• EXTRACTED TEXT:
IPM Take
The important story is not simply that another myeloma drug showed benefit. It is that myeloma care is becoming more crowded, more effective and more difficult to sequence. Mezigdomide adds a strong oral targeted-protein-degradation option, but the real-world question is where it fits among anti-CD38 antibodies, proteasome inhibitors, BCMA-directed therapies, bispecifics and CAR-T. Better outcomes require better navigation.
Executive Summary
At ASCO 2026, the Phase III SUCCESSOR-2 trial showed that mezigdomide plus carfilzomib and dexamethasone improved progression-free survival in relapsed or refractory multiple myeloma compared with carfilzomib and dexamethasone alone. Median progression-free survival was 18.0 months versus 8.3 months, with a hazard ratio of 0.48 and a 52% reduction in risk of disease progression or death. Overall response was also higher with the mezigdomide combination, 80.2% versus 53.4%. The data were presented as a late-breaking oral presentation at ASCO 2026.
Why it matters
- Clinicians: Need practical sequencing guidance as treatment options expand across early and later relapse.
- Payers / HTA bodies: Must assess value in a myeloma pathway already shaped by high-cost combinations and advanced therapies.
- Patients / advocates: Should watch whether access decisions account for treatment burden, convenience and quality of life.
Multiple myeloma has become one of oncology’s most innovation-rich fields. That is good news for patients, but it also creates a new problem: the pathway is increasingly hard to navigate.
The SUCCESSOR-2 data position mezigdomide as a serious late-stage candidate in relapsed or refractory disease. As an oral CELMoD, it belongs to a therapeutic class designed to modulate cereblon E3 ligase activity and drive degradation of key proteins involved in myeloma biology. The clinical result is strong, but its meaning will depend on treatment context.
Many patients with relapsed myeloma have already received lenalidomide, anti-CD38 antibodies and proteasome inhibitors. Some may later be considered for bispecific antibodies, CAR-T therapy or other advanced approaches. A new oral combination could be valuable, especially if it can be used across diverse care settings, but only if clinicians and payers know where it belongs.
For IPM, the signal is that hematology innovation now needs pathway intelligence. The access question is not only whether mezigdomide reaches the market. It is whether patients can move through the right sequence without avoidable delay, toxicity or financial barriers.

• WHAT THE EXERCISE ASKS:
In the myeloma article, rewrite the paragraph beginning "At ASCO 2026, the Phase III SUCCESSOR-2 trial" as a bulleted list that keeps its main findings.

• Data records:
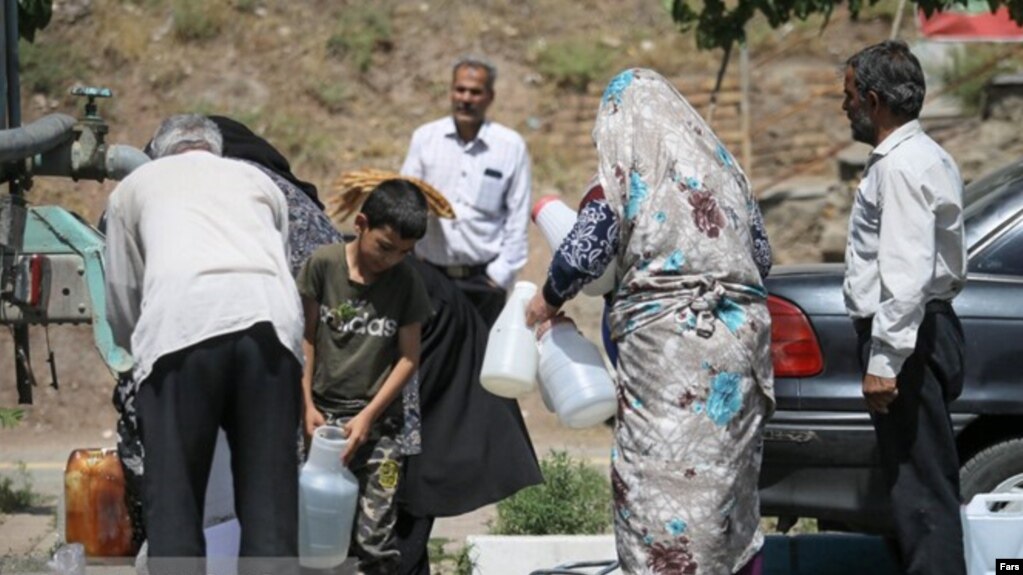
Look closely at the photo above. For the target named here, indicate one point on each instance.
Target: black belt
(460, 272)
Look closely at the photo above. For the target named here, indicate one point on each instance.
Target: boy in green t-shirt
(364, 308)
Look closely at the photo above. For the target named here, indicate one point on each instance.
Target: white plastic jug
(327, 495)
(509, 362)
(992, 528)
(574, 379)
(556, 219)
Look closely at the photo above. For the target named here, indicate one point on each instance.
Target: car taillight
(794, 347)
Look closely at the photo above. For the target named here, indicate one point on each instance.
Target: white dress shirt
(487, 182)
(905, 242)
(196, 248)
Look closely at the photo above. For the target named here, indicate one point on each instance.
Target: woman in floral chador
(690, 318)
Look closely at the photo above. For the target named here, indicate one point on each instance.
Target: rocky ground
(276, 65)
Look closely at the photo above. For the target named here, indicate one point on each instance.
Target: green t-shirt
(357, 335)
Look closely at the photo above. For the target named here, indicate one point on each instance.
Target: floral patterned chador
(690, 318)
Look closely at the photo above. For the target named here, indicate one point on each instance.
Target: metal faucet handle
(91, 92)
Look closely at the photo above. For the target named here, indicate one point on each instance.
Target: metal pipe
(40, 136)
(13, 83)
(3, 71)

* * *

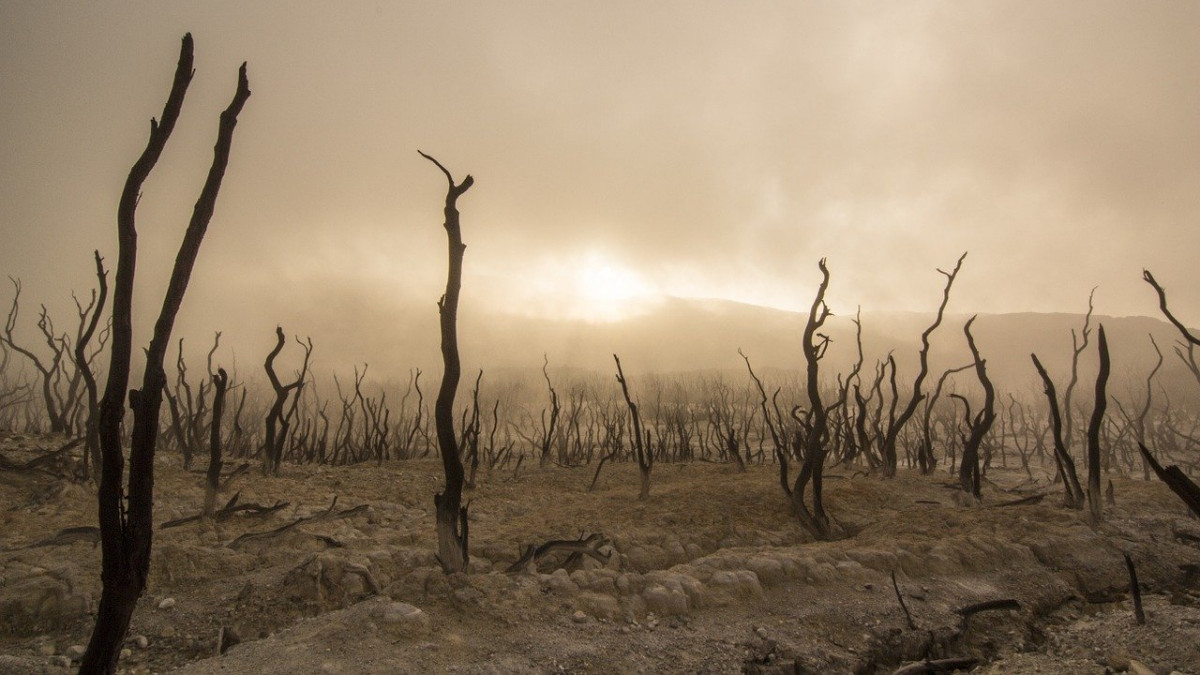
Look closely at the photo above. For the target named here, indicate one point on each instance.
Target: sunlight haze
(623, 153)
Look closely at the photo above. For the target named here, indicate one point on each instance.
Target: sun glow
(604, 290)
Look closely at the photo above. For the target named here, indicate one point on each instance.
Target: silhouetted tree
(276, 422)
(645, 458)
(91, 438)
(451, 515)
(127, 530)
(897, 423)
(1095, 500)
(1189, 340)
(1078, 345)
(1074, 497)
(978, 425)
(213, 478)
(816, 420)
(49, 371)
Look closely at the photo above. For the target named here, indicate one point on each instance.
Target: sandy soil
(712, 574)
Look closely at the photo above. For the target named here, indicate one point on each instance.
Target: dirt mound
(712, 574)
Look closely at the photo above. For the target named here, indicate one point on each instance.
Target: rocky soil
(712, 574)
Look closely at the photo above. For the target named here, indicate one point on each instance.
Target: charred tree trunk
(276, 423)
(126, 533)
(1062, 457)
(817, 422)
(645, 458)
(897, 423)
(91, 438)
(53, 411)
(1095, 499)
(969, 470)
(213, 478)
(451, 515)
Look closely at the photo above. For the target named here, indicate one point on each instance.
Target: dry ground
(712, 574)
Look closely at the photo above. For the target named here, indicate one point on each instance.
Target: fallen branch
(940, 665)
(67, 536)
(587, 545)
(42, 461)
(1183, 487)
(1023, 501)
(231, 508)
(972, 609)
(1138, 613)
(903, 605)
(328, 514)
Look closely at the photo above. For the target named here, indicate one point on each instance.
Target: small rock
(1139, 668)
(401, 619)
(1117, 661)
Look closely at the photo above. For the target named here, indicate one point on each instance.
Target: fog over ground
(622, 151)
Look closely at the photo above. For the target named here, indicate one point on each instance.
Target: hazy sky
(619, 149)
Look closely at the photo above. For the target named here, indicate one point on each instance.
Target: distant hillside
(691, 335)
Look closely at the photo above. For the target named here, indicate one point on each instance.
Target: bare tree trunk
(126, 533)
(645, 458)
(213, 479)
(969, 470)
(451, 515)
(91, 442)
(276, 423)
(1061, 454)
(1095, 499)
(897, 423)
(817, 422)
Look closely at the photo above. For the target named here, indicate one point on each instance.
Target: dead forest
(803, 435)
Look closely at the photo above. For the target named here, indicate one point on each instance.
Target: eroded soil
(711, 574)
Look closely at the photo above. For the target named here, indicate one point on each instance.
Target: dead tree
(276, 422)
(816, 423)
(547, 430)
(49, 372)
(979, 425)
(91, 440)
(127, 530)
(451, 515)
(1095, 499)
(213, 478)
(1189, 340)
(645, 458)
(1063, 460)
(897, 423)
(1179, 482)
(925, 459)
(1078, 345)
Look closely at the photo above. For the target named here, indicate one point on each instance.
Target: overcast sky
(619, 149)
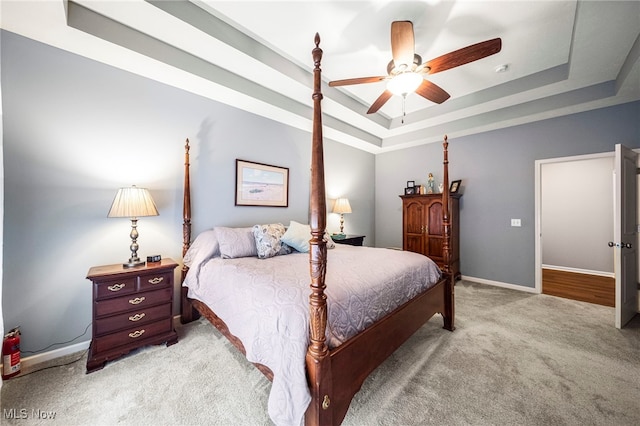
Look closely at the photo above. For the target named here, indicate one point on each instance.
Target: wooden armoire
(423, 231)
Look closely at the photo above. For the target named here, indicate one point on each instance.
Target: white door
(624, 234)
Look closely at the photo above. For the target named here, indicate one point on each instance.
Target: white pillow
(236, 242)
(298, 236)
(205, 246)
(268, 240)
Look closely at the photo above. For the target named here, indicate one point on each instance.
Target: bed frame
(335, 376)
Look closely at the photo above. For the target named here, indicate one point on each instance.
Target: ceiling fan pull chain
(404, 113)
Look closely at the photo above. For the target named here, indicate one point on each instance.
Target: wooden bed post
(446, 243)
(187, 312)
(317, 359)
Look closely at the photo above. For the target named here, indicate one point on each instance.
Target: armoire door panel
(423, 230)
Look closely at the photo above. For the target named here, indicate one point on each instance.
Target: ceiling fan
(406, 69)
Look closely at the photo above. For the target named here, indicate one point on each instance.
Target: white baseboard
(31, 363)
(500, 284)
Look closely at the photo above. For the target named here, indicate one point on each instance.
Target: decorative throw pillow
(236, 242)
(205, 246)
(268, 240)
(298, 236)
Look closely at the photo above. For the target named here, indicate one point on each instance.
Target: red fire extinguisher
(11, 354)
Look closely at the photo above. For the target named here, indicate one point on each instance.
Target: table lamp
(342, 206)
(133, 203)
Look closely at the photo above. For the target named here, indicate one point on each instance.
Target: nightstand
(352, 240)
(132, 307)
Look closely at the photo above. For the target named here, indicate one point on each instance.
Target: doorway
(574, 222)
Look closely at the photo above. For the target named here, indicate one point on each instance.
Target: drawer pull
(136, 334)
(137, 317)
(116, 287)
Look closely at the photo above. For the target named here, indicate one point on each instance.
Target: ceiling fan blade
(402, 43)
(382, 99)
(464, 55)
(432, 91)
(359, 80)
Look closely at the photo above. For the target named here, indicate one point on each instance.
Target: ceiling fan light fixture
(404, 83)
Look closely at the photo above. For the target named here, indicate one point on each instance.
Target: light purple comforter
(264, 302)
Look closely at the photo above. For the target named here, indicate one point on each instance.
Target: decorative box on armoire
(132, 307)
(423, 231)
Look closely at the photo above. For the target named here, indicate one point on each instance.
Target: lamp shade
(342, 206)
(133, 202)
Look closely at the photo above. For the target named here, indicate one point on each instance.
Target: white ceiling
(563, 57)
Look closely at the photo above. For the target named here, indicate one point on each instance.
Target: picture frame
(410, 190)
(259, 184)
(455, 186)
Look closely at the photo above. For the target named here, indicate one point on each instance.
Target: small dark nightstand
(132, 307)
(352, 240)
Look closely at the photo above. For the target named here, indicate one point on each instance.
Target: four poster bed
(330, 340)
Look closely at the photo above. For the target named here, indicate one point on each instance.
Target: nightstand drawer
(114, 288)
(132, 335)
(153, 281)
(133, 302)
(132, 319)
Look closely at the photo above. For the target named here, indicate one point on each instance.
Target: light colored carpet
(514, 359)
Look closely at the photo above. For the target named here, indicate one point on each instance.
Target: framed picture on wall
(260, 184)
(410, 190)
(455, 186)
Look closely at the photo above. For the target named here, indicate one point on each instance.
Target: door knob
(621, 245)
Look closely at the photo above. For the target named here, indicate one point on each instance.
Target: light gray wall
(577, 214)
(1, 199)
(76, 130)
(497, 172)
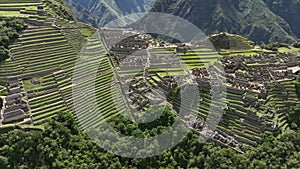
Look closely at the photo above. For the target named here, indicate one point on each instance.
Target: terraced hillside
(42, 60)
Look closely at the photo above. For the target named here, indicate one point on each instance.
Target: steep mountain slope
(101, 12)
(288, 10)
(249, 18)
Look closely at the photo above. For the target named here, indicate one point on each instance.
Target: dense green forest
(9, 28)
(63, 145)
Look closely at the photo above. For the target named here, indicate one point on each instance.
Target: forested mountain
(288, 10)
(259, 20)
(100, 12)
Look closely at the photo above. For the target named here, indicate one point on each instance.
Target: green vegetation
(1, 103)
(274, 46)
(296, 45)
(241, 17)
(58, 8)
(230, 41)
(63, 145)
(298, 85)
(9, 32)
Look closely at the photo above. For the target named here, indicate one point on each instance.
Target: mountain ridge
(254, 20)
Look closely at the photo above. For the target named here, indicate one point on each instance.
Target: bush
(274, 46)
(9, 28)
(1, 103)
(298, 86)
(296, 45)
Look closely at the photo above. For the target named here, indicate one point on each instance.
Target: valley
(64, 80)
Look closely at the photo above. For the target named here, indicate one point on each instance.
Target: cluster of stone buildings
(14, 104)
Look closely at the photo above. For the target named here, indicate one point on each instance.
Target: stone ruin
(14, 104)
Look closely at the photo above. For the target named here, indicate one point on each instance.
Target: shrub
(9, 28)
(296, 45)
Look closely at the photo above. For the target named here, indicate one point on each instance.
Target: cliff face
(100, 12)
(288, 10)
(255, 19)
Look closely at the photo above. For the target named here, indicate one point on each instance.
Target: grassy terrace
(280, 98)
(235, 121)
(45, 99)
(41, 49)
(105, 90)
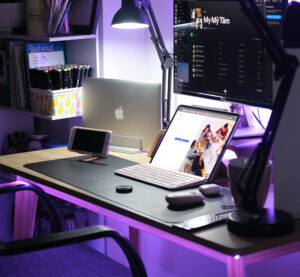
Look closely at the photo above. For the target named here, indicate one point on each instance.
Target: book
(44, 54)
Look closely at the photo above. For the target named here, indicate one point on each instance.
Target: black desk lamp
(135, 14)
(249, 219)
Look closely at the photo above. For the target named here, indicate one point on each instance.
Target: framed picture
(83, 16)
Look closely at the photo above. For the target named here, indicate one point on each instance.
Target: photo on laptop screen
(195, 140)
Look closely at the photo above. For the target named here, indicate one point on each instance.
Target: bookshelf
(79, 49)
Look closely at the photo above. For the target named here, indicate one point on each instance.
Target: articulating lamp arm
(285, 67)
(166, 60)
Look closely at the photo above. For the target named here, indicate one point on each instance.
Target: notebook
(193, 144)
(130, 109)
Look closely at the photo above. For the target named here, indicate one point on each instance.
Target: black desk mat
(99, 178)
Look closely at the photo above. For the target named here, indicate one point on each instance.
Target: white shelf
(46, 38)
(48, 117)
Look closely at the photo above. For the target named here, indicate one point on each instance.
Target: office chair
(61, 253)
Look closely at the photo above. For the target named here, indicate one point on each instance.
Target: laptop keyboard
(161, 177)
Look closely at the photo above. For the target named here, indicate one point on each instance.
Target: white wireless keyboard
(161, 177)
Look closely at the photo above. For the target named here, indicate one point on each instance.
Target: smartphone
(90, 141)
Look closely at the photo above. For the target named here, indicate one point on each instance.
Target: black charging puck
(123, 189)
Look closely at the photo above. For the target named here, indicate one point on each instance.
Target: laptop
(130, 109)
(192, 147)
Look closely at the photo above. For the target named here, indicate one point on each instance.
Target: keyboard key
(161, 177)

• RESULT:
- Trial: Phase III SUCCESSOR-2, in relapsed or refractory multiple myeloma
- Comparison: mezigdomide plus carfilzomib and dexamethasone versus carfilzomib and dexamethasone alone
- Median progression-free survival: 18.0 months versus 8.3 months
- Hazard ratio: 0.48, a 52% reduction in risk of disease progression or death
- Overall response: 80.2% versus 53.4%
- Presentation: late-breaking oral presentation at ASCO 2026